**EXERCISE OBJECTIVE:**
Every single entry needs to appear again exactly as given.

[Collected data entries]
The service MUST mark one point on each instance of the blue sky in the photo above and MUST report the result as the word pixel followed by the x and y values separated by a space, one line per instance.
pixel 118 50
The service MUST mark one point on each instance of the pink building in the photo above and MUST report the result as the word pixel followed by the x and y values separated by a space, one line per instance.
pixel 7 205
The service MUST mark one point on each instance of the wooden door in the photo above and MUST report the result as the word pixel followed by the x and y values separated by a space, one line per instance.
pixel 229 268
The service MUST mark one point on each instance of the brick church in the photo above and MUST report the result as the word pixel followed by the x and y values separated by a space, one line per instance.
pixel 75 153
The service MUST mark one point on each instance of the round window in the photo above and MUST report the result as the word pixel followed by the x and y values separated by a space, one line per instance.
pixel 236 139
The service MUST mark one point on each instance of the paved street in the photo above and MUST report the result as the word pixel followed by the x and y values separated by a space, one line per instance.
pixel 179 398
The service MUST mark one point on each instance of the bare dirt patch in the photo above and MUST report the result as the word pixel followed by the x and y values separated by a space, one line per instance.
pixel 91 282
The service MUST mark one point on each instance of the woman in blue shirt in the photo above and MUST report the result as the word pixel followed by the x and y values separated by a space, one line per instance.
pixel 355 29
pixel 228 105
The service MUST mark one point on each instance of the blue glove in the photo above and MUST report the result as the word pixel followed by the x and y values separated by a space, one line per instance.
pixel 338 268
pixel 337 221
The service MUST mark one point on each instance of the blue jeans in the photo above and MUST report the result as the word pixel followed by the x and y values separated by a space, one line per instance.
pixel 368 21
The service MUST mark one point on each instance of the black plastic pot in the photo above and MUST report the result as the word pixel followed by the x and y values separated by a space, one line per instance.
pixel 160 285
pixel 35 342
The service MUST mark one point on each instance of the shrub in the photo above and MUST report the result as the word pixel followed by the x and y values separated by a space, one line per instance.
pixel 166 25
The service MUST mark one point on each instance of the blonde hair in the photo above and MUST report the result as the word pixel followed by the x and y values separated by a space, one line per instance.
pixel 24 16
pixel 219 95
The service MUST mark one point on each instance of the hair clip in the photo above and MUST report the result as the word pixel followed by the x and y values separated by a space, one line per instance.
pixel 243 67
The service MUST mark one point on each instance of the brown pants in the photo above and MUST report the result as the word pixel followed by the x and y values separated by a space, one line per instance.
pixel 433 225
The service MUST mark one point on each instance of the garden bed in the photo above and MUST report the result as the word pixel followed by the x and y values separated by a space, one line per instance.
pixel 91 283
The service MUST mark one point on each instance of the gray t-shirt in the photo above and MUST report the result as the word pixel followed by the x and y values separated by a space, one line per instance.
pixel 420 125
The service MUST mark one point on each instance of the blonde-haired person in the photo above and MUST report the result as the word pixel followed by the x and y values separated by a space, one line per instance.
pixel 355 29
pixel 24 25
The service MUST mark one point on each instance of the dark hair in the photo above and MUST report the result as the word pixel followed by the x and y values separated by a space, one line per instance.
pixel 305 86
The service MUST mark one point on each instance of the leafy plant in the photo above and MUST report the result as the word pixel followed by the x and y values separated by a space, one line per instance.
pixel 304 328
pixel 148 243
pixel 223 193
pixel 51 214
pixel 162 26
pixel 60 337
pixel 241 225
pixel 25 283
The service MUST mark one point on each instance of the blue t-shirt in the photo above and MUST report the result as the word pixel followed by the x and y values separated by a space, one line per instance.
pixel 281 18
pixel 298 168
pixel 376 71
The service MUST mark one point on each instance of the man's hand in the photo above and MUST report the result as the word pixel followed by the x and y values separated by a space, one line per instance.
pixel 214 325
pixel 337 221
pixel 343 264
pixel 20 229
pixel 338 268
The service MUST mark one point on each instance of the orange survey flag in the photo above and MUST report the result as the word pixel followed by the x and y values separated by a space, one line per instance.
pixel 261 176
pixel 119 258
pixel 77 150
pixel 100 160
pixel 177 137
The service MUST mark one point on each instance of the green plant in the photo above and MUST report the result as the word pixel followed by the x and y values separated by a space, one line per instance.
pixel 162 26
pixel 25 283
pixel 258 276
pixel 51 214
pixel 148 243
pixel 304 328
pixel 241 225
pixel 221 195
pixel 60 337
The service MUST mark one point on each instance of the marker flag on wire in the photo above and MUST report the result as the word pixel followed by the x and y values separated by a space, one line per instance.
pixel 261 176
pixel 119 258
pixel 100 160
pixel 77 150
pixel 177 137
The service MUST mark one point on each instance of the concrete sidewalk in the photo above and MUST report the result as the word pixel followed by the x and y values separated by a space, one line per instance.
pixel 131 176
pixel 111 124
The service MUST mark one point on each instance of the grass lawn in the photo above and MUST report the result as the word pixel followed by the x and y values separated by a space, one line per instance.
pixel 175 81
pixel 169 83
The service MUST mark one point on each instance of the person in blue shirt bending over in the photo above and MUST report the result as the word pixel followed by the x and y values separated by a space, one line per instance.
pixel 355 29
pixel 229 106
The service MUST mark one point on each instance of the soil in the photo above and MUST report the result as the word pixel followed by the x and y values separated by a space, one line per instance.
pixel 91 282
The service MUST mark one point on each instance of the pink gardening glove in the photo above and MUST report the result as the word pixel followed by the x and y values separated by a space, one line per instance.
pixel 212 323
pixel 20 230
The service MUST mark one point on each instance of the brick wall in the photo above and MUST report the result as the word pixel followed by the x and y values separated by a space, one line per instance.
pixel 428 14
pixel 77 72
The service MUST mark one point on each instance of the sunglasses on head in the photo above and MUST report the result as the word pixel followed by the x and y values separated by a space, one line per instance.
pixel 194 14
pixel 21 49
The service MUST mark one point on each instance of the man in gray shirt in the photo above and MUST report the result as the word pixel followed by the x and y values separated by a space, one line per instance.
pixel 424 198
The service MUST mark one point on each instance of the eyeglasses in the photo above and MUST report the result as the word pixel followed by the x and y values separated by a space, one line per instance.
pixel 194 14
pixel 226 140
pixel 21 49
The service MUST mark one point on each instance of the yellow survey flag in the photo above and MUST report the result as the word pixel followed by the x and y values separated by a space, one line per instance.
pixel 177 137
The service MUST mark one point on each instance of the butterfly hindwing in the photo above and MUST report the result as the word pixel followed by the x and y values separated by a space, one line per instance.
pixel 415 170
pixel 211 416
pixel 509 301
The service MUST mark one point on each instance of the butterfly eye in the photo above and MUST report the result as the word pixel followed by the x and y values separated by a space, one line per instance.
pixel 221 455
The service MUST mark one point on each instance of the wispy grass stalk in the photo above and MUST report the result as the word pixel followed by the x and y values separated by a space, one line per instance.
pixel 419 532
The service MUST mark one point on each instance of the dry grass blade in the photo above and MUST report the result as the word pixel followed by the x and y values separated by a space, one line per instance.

**RESULT BELOW:**
The service MUST mark one point on each instance of the blue sky in the photo above and MUST report the result as the word pixel followed by the x and y values separated by a space, one line per instance.
pixel 118 50
The service MUST mark one point on each instance of the pink building in the photo above and MUST report the result as the word pixel followed by the x and y values separated by a space, one line per instance.
pixel 7 205
The service MUST mark one point on each instance of the wooden door in the photo above and MUST report the result as the word pixel followed by the x and y values separated by a space, one line per instance.
pixel 229 268
The service MUST mark one point on each instance of the brick church in the photo above and MUST report the result as the word pixel followed by the x and y values separated by a space, one line per instance.
pixel 75 153
The service MUST mark one point on each instance of the round window in the photo above and MUST report the result as the word pixel followed by the x and y values separated by a space, one line per instance.
pixel 236 139
The service MUST mark one point on each instance of the paved street in the photo above and MUST report the result as the word pixel followed by the x and y values separated by a space, one line per instance.
pixel 179 398
The service MUST mark one point on each instance of the bare dirt patch in the photo above and MUST report the result as the word pixel followed by the x and y values separated by a space, one line per instance.
pixel 91 282
The service MUST mark one point on each instance of the woman in blue shirt in the photo above and MUST report the result as the word pixel followed by the x and y values separated by a space, one line per instance.
pixel 355 29
pixel 228 105
The service MUST mark one point on each instance of the blue glove in the photo above and MUST report the result as the word pixel followed by the x and y values separated by a space, one line per instance.
pixel 338 268
pixel 337 221
The service MUST mark one point on each instance of the blue jeans in the photo above and MUST report the result as the word pixel followed by the x and y values separated by a space, one line per instance.
pixel 368 21
The service MUST mark one point on each instance of the black plastic pot in the photo above and MUST report the result as the word pixel followed by the x and y values separated by a space, one line per instance.
pixel 160 285
pixel 35 342
The service MUST mark one point on each instance of the shrub in the photo above and MUST report the result as the word pixel followed by the x and y values separated by a space, one line per instance.
pixel 166 25
The service MUST mark one point on each instance of the blonde hair in the photo above and MUST report the result as the word pixel followed by the x and y values separated by a space, one line per instance.
pixel 24 16
pixel 219 95
The service MUST mark one point on each instance of the hair clip in the photo above and MUST report the result as the word pixel followed by the x and y values separated by a space, one line per instance.
pixel 243 67
The service MUST mark one point on each instance of the brown pants in the photo above and MUST report the result as the word pixel followed by the x and y values separated by a space, one line per instance.
pixel 433 225
The service MUST mark one point on each instance of the garden bed in the photo above and MUST report the result as the word pixel followed by the x and y values separated by a space, one line per instance.
pixel 91 283
The service MUST mark one point on each instance of the gray t-shirt in the photo above and MUST report the result as the word pixel followed by the x and y values separated by a space, one line per instance.
pixel 420 125
The service MUST mark one point on each instance of the blonde-haired person in the photo above and MUST report the result as the word pixel followed by the x and y values separated by a space, one line per instance.
pixel 355 29
pixel 24 25
The service MUST mark one point on each instance of the dark hair in the photo above and MUST report the result as the word pixel followed by the x and y values separated by a space, one line per instance.
pixel 305 86
The service MUST mark one point on each instance of the leafy plant in the photo above and MUST report the result as the word pixel followed by the x and y values separated by a space, one line per instance.
pixel 304 328
pixel 148 243
pixel 223 193
pixel 51 214
pixel 162 26
pixel 60 337
pixel 241 225
pixel 25 283
The service MUST mark one point on each instance of the blue t-shirt in the photo above and MUST report the result as the word pixel followed by the x and y values separated by a space, one line per instance.
pixel 281 18
pixel 298 168
pixel 376 71
The service MUST mark one point on each instance of the man's hand in the photo above and MUST report the result as the word pixel followed by the x and y values separated by a space, one line per instance.
pixel 214 325
pixel 337 221
pixel 343 264
pixel 20 229
pixel 338 268
The service MUST mark one point on each instance of the orange survey flag in the photo above and MUST report the result as the word pixel followed by the x and y values separated by a space, one line per instance.
pixel 261 176
pixel 119 258
pixel 77 150
pixel 100 160
pixel 177 137
The service MUST mark one point on each instance of the green plant in the photo above and MUST report the result as the word pixel followed by the x and y values separated by a space, one line per instance.
pixel 162 26
pixel 25 283
pixel 258 276
pixel 51 214
pixel 148 243
pixel 304 328
pixel 241 225
pixel 221 195
pixel 60 337
The service MUST mark one point on each instance of the marker flag on wire in the photo above and MUST report the result as the word pixel followed by the x and y values separated by a space, one line per instance.
pixel 261 176
pixel 119 258
pixel 100 160
pixel 77 150
pixel 177 137
The service MUST mark one point on each instance of the concrete sidewalk in the photo above and MUST report the result as the word pixel followed by the x and y values separated by a space, one line per instance.
pixel 131 176
pixel 111 124
The service MUST mark one point on each instance of the grass lawn in the photo above and MUST report the result as the word pixel followed by the x and y values separated by a space, one line per instance.
pixel 175 81
pixel 169 83
The service MUST mark one point on each instance of the person in blue shirt bending over in the photo above and MUST report the result as the word pixel followed by the x and y values separated by a space, one line per instance.
pixel 355 29
pixel 229 106
The service MUST mark one point on each instance of the soil in the photo above and MUST report the result as the word pixel followed by the x and y values separated by a space, one line per instance.
pixel 91 282
The service MUST mark one point on each instance of the pink gardening glove in the photo above and MUST report the result as the word pixel followed by the x and y values separated by a space, one line per instance.
pixel 212 323
pixel 20 230
The service MUST mark one point on each instance of the brick wall in the photo above and MUST report the result as the word pixel followed by the x and y values separated by a space, one line per instance.
pixel 428 14
pixel 77 72
The service MUST mark one point on each instance of the sunglasses on head in the photo above and MUST report the result as the word pixel followed by the x and y values separated by a space, one line per instance.
pixel 194 14
pixel 21 49
The service MUST mark one point on each instance of the man in gray shirt in the photo above and MUST report the result as the word pixel followed by the x and y values separated by a space, one line per instance.
pixel 424 198
The service MUST mark one point on each instance of the eyeglasses in the photo above and MUST report the result as the word pixel followed by the x and y values separated by a space, one line per instance.
pixel 194 14
pixel 226 140
pixel 21 49
The service MUST mark one point on each instance of the yellow survey flag in the photo above and MUST report the result as the word pixel followed by the x and y values separated by a space, one line per instance.
pixel 177 137
The service MUST mark one point on each instance of the butterfly hindwing in the photo above and MUST report the result as the word pixel followed by the x and y values separated by a space, one line per instance.
pixel 415 170
pixel 211 416
pixel 509 301
The service MUST mark one point on each instance of the butterfly eye in the photo above and MUST report the result as the word pixel followed by the x and y values separated by a space, one line per instance.
pixel 221 455
The service MUST mark one point on each instance of the wispy grass stalk in the photo above and MUST report the result as the word pixel followed by the x and y values separated by a space, one line per instance.
pixel 419 532
The service MUST mark one point on each instance of the dry grass blade in the photo above and MUST report the result as the word pixel followed by the x and y values separated by a space, one line per instance.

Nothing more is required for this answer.